STATED GOAL:
Copy the full set of lines exactly as given.

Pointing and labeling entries
"""

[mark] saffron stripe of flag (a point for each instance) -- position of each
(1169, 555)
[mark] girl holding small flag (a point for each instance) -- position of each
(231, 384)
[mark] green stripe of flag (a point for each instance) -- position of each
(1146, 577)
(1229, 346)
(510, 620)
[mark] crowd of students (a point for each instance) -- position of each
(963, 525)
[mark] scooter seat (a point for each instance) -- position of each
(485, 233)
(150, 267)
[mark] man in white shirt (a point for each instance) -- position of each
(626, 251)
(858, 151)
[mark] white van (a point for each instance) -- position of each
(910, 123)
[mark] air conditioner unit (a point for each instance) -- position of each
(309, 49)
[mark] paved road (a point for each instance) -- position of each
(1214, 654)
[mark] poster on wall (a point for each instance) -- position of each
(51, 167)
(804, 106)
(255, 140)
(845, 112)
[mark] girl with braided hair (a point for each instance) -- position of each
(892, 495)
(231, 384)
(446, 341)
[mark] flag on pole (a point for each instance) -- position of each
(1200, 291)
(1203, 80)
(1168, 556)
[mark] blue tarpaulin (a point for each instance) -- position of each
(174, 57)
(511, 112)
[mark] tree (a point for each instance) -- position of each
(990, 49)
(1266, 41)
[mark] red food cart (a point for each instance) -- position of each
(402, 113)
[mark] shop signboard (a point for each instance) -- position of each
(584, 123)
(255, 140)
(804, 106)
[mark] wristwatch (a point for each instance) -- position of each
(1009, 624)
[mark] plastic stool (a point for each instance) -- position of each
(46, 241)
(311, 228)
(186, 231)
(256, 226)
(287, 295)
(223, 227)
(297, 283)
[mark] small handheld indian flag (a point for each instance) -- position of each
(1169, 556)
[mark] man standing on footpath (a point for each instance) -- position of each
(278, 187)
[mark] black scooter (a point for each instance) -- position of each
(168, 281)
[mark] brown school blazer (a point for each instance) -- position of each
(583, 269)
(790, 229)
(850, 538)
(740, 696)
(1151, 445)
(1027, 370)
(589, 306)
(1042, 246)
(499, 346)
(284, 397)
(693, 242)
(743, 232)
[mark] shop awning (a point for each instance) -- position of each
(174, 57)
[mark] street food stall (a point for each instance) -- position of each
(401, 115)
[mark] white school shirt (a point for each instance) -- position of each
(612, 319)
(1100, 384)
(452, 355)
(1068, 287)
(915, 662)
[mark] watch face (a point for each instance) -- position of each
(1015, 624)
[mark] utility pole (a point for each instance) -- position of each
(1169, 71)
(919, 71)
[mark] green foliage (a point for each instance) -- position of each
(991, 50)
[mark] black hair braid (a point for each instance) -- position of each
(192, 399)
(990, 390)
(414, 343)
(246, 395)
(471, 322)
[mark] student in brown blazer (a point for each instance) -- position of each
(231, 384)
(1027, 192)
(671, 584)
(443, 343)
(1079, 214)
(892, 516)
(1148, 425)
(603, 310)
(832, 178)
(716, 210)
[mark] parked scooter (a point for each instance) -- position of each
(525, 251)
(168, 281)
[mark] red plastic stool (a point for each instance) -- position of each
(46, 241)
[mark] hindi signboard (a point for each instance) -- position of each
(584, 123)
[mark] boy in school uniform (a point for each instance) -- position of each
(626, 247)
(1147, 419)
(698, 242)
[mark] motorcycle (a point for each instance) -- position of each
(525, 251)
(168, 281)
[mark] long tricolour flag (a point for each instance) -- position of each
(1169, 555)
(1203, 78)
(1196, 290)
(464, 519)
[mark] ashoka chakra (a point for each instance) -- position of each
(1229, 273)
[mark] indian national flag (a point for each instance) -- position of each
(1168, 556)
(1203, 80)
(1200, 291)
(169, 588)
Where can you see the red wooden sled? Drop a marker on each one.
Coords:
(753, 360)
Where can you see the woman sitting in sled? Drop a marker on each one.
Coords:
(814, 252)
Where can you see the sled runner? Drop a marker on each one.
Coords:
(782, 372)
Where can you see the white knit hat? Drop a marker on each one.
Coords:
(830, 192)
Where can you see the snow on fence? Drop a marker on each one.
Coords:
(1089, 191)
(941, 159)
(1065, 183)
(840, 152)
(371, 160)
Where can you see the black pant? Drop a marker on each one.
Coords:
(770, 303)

"""

WORKED SOLUTION:
[mark] saffron stripe of flag (a point for each instance) -- position of each
(1169, 555)
[mark] girl holding small flag (a point for each instance) -- position of each
(231, 384)
[mark] green stripe of flag (a point for each instance) -- position of each
(1146, 577)
(1229, 346)
(510, 620)
[mark] crowd of students (a point for each instance) -- position of each
(963, 525)
[mark] scooter seat (a point for each instance) -- position of each
(485, 233)
(150, 267)
[mark] man in white shirt (a point for each instance) -- position of each
(626, 251)
(858, 151)
[mark] white van (a point for each instance) -- position of each
(910, 123)
[mark] air conditioner unit (a point for each instance) -- position of each
(309, 49)
[mark] paved road (a point for each instance) -- position of each
(1214, 654)
[mark] poster on wall (a point for each instance) -- position of each
(51, 167)
(804, 106)
(255, 140)
(845, 112)
[mark] girl with braided hair (a point for each instance) -- position of each
(892, 495)
(231, 384)
(446, 341)
[mark] flag on pole (a point for each instance) -- position of each
(1200, 291)
(1203, 80)
(1168, 556)
[mark] blue tarpaulin (a point for each instance) -- position of each
(174, 57)
(511, 112)
[mark] tree (a point for each instance) -- position of each
(990, 49)
(1266, 41)
[mark] red food cart (a point for each instance) -- position of each
(402, 113)
[mark] shop signboard (a point for each instance) -- position of each
(584, 123)
(255, 140)
(804, 106)
[mark] wristwatch (a point for each instance) -- position of each
(1009, 624)
[mark] plastic stool (a point for each instance) -- position of each
(46, 241)
(311, 228)
(186, 231)
(256, 226)
(287, 295)
(223, 227)
(297, 283)
[mark] small handheld indian flag (a point for each instance) -- position of each
(1169, 556)
[mark] man standing on footpath (a point for each instance) -- position of each
(278, 187)
[mark] black scooter (a point for each instance) -- position of each
(168, 281)
[mark] brown school blazer (a point for each instance) -- position of each
(583, 269)
(790, 229)
(850, 538)
(740, 696)
(1151, 445)
(1027, 370)
(589, 306)
(1042, 246)
(499, 346)
(284, 397)
(693, 242)
(743, 232)
[mark] shop awning (a point for each instance) -- position of each
(174, 57)
[mark] street food stall (a point for each instance) -- position of each
(401, 115)
[mark] white school shirt (a point for each instance) -- position of each
(612, 319)
(1100, 384)
(452, 355)
(1068, 287)
(915, 662)
[mark] watch face (a point for each instance) -- position of each
(1015, 624)
[mark] utility pole (a point for each instance) -- position of each
(1169, 71)
(919, 71)
[mark] green foliage (a point for each instance) -- position of each
(991, 50)
[mark] black hair braid (a point for each instance) -- position of each
(192, 399)
(990, 390)
(414, 343)
(246, 395)
(471, 322)
[mark] student in brown blazer (a point for each instance) -- position of each
(231, 384)
(1027, 192)
(671, 584)
(443, 343)
(1079, 214)
(892, 516)
(1148, 425)
(603, 310)
(832, 178)
(716, 210)
[mark] parked scooter (a point for each instance) -- position of each
(525, 251)
(168, 281)
[mark] red plastic stool (a point for each instance) -- position of each
(46, 241)
[mark] hindi signboard (a point for each instance) -- position of each
(584, 123)
[mark] boy in school uniform (a point for each instance) -- position of each
(626, 247)
(1147, 419)
(698, 242)
[mark] motorcycle (a point for each instance) -- position of each
(525, 251)
(168, 281)
[mark] long tricolour flag (a point for each instance) -- position of each
(1169, 555)
(1203, 78)
(1196, 290)
(464, 519)
[mark] ashoka chakra (a point for each instance) -- position of each
(1229, 273)
[mark] indian national flag (a point for each instance) -- position of each
(1168, 556)
(1203, 80)
(1200, 291)
(169, 588)
Where can you see the red wooden sled? Drop a marker on each one.
Coords:
(753, 360)
Where can you see the woman sitting in sled? Drop a marker on each one.
Coords:
(814, 252)
Where can you see the sled runner? Drop a marker on each one.
Coords:
(782, 372)
Where can you see the white knit hat? Drop a marker on each one.
Coords:
(830, 192)
Where can you see the snow on fence? Drop a marker on each one.
Coords:
(1089, 191)
(941, 159)
(1065, 183)
(840, 152)
(371, 160)
Where can you see the black pant? Drop a marker on each one.
Coords:
(770, 303)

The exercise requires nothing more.